__Exercise inputs__
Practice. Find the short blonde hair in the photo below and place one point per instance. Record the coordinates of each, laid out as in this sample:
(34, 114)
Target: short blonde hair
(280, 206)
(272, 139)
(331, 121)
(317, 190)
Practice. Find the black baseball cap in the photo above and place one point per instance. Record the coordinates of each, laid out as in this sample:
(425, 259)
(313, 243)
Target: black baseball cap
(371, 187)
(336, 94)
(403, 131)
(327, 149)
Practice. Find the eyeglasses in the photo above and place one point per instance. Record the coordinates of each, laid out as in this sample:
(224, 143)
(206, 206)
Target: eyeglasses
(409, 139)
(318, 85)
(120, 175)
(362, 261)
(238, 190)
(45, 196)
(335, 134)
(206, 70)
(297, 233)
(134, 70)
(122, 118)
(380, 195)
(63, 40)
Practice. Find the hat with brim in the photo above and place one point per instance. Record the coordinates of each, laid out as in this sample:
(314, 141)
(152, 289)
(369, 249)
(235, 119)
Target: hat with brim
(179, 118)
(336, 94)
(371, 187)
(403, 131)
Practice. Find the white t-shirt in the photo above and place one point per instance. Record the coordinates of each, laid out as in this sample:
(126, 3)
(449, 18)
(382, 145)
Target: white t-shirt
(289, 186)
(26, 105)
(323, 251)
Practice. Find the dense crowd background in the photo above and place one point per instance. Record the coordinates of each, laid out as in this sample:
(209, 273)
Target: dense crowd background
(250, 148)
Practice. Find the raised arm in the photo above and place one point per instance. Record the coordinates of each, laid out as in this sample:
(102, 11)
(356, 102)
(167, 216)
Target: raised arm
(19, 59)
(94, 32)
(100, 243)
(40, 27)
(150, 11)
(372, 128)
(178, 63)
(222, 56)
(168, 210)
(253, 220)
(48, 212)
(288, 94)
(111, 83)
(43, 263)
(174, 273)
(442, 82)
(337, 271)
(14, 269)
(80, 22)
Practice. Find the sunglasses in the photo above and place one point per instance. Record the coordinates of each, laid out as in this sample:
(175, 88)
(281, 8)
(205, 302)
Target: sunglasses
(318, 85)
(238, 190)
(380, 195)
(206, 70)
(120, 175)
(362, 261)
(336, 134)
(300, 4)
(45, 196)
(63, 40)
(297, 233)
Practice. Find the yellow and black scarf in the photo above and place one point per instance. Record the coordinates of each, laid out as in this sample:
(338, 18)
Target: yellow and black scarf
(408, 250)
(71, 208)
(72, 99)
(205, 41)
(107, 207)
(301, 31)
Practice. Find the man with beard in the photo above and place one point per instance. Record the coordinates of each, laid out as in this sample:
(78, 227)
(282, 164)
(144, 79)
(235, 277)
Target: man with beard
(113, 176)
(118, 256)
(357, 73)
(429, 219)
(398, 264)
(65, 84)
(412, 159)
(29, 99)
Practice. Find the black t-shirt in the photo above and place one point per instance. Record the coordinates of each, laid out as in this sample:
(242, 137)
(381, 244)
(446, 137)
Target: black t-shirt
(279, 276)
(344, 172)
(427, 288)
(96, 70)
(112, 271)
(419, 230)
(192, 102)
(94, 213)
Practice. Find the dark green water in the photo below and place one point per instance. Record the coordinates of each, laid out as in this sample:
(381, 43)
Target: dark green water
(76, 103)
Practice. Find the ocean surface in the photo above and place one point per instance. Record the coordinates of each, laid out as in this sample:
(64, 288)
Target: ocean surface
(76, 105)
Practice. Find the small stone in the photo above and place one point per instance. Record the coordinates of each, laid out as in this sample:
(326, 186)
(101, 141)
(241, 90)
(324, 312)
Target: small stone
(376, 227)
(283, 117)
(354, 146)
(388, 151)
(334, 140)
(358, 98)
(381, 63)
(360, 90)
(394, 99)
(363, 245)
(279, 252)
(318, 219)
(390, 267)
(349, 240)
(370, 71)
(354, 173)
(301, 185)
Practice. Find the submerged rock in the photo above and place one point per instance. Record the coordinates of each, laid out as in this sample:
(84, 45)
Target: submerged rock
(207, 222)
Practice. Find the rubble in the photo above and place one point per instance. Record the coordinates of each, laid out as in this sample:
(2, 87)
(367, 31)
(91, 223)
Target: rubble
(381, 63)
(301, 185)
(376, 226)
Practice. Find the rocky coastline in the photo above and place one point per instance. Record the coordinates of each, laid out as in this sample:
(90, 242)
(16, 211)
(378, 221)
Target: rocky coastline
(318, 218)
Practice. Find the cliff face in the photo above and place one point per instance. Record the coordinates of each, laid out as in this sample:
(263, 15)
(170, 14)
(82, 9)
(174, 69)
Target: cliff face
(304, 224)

__Task__
A verbatim copy of all the records is to be produced.

__Solution below__
Practice. Find the short blonde hair in the photo below and place one point per instance. Record the coordinates of each, laid out as in this sample:
(34, 114)
Target: short blonde hair
(280, 206)
(272, 139)
(331, 121)
(317, 190)
Practice. Find the black baseball cap in the photo above and place one point per instance. Record the coordinates of each, laid out as in this sample:
(425, 259)
(313, 243)
Target: black baseball cap
(371, 187)
(336, 94)
(403, 131)
(327, 149)
Practice. Find the eyeglasses in the photo above and place one point per instance. Record the coordinates of each, laid out as in this sample:
(224, 143)
(206, 206)
Target: eyeglasses
(409, 139)
(318, 85)
(120, 175)
(362, 261)
(238, 190)
(45, 196)
(335, 134)
(206, 70)
(297, 233)
(134, 70)
(122, 118)
(380, 195)
(63, 40)
Practice. Find the hat with brim in the photo above and place one point per instance. Record the coordinates of each, laid out as in this sample:
(314, 141)
(152, 289)
(369, 249)
(235, 119)
Target: hat with brim
(179, 118)
(336, 94)
(371, 187)
(403, 131)
Practice. Find the white t-shirt in the photo above and place one point per instance. Record the coordinates of each, laid out as in this sample:
(126, 3)
(449, 18)
(382, 145)
Target: white t-shirt
(289, 186)
(26, 105)
(323, 251)
Practice. Find the dense crowd background in the photo above and place one point per instance. Record the coordinates of each, laid out as in this sample:
(209, 273)
Target: dense crowd background
(250, 148)
Practice. Find the raised arm in the photo above and place one point per instance. Record the coordinates of each, laid out as in this sample:
(102, 11)
(356, 102)
(167, 216)
Target: raised arm
(19, 59)
(94, 32)
(100, 243)
(40, 27)
(150, 11)
(372, 128)
(178, 63)
(222, 56)
(168, 210)
(253, 220)
(48, 212)
(288, 94)
(111, 83)
(43, 263)
(174, 273)
(442, 82)
(337, 271)
(14, 269)
(80, 22)
Practice. Find the sunglasses in the photo above and place one point per instance. Record the coordinates of each, laid out as in this sample:
(175, 88)
(281, 8)
(205, 302)
Target: sunglasses
(318, 85)
(238, 190)
(380, 195)
(206, 70)
(120, 175)
(362, 261)
(336, 134)
(300, 4)
(45, 196)
(63, 40)
(297, 233)
Practice. Find the yellow and black scarf in the photo above and place one point per instance. Record the coordinates of each, laid out as in this sample:
(338, 18)
Target: yellow and black scarf
(408, 250)
(71, 208)
(72, 99)
(205, 41)
(107, 207)
(301, 31)
Practice. Find the man with beard in the photo above and place one point per instance. Record the coordinates of each, laid out as in this sample:
(78, 227)
(282, 164)
(144, 79)
(235, 277)
Target: man with beard
(113, 176)
(118, 256)
(357, 73)
(429, 219)
(398, 264)
(65, 84)
(412, 159)
(29, 99)
Practice. Find the black t-shirt in the photo above and place one point per instance. Record the coordinates of each, laid out as in this sample:
(242, 137)
(381, 244)
(446, 137)
Target: black t-shirt
(279, 276)
(344, 172)
(427, 288)
(96, 70)
(112, 271)
(419, 230)
(192, 102)
(94, 213)
Practice. Find the dark green water in the photo below and place one point per instance. Record the coordinates of each, laid out as in this sample:
(381, 43)
Target: dark green water
(76, 103)
Practice. Find the ocean surface in the photo above and place one point per instance. Record the coordinates of each, laid out as in this sample:
(64, 288)
Target: ocean surface
(76, 105)
Practice. Find the small stone in the photo above and place one point per instance. Record the coordinates of each, laid out as in this sample:
(326, 186)
(101, 141)
(241, 90)
(324, 312)
Target: small stone
(376, 227)
(283, 117)
(354, 146)
(388, 151)
(334, 140)
(358, 98)
(381, 63)
(360, 90)
(394, 99)
(363, 245)
(279, 252)
(318, 219)
(390, 267)
(349, 240)
(370, 71)
(354, 173)
(301, 185)
Practice. Find the submerged rock in the photo above and place one point per instance. Record the coordinates of each, laid out as in this sample:
(84, 45)
Target: submerged rock
(207, 222)
Practice. Find the rubble in the photo above and place one point per instance. Record the coordinates of each, laid out as in this sample:
(2, 87)
(367, 31)
(91, 223)
Target: rubble
(381, 63)
(301, 185)
(376, 226)
Practice. Find the rocky coastline in the photo above and place one point per instance. Record the coordinates of each, laid out as in this sample:
(90, 242)
(16, 211)
(378, 221)
Target: rocky coastline
(318, 218)
Practice. Find the cliff face in the photo above and place one point per instance. Record the coordinates of each, laid out as in this sample:
(263, 15)
(170, 14)
(82, 9)
(174, 69)
Target: cliff face
(304, 224)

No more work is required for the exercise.